You just use the same bullsh*t what homphobes use against us, that Aids is there because of us!
The same goes for drug addiction etc Excuse me for my french but that has to be said!
AIDS, Drug addiction etc would have been still there, just without being talked about!
And that would've made the situation far worse!

And to Boy1nder, true there have been brave ppl who stood up for our rights.
There have been gays and lesbians who outed themselves in the past so that we can achieve what we have today..... but have you any idea about the prize they had to pay?
It's not about the legal situation I am talking about, it is about the loss of family connection.
It is a matter of fact that Asian and Middle Eastern families have stronger familly ties then European or American families!(Except very religious christians probably)
It's VERY easy to say "be a man, just tell the truth".
But do you have any idea how it is to be rejected by your own family members?
A lot of Asian and Middle Eastern gays and lesbians suffer of depressions , many get rejected by their family....... I don't know about your situation, but being cut out from community and family is a deep loss!

########################################

▶ **Problems and tasks**:
A – In the forum post, what loss does the writer say they are talking about instead of the legal situation?
B – Please extract everything in the forum post from "You just use" down to "had to pay?".

Excerpt from a dataset
########################################

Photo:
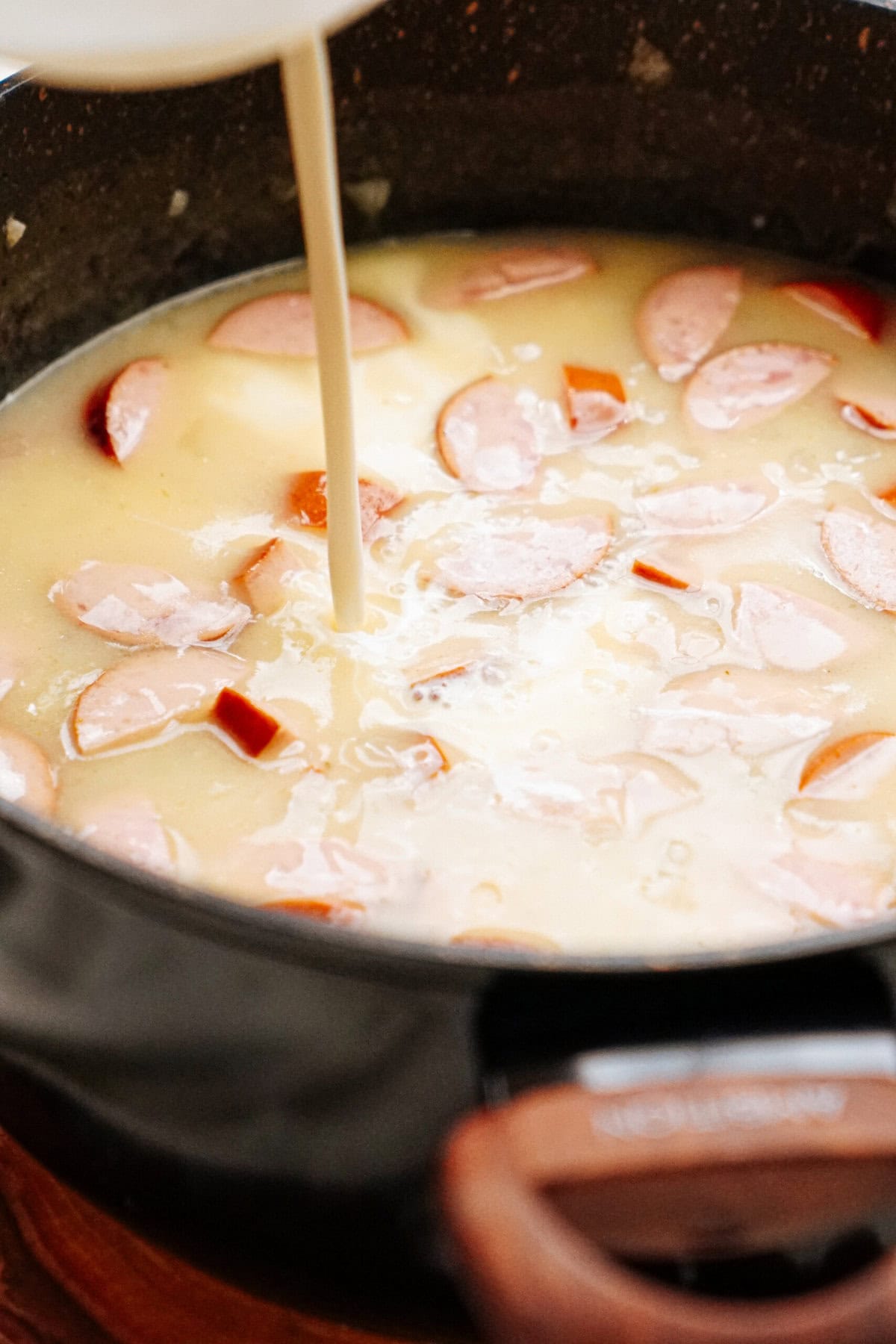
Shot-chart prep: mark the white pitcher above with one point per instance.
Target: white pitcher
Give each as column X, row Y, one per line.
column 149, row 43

########################################

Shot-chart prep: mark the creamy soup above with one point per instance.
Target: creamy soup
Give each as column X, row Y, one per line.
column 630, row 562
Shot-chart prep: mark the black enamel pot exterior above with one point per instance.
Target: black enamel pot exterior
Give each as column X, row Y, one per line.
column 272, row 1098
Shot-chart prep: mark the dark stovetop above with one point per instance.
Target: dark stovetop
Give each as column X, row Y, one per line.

########################################

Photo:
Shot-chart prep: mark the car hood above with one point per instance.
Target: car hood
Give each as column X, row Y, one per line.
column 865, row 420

########################################

▶ **Written answers**:
A – The loss of family connection.

B –
You just use the same bullsh*t what homphobes use against us, that Aids is there because of us!
The same goes for drug addiction etc Excuse me for my french but that has to be said!
AIDS, Drug addiction etc would have been still there, just without being talked about!
And that would've made the situation far worse!

And to Boy1nder, true there have been brave ppl who stood up for our rights.
There have been gays and lesbians who outed themselves in the past so that we can achieve what we have today..... but have you any idea about the prize they had to pay?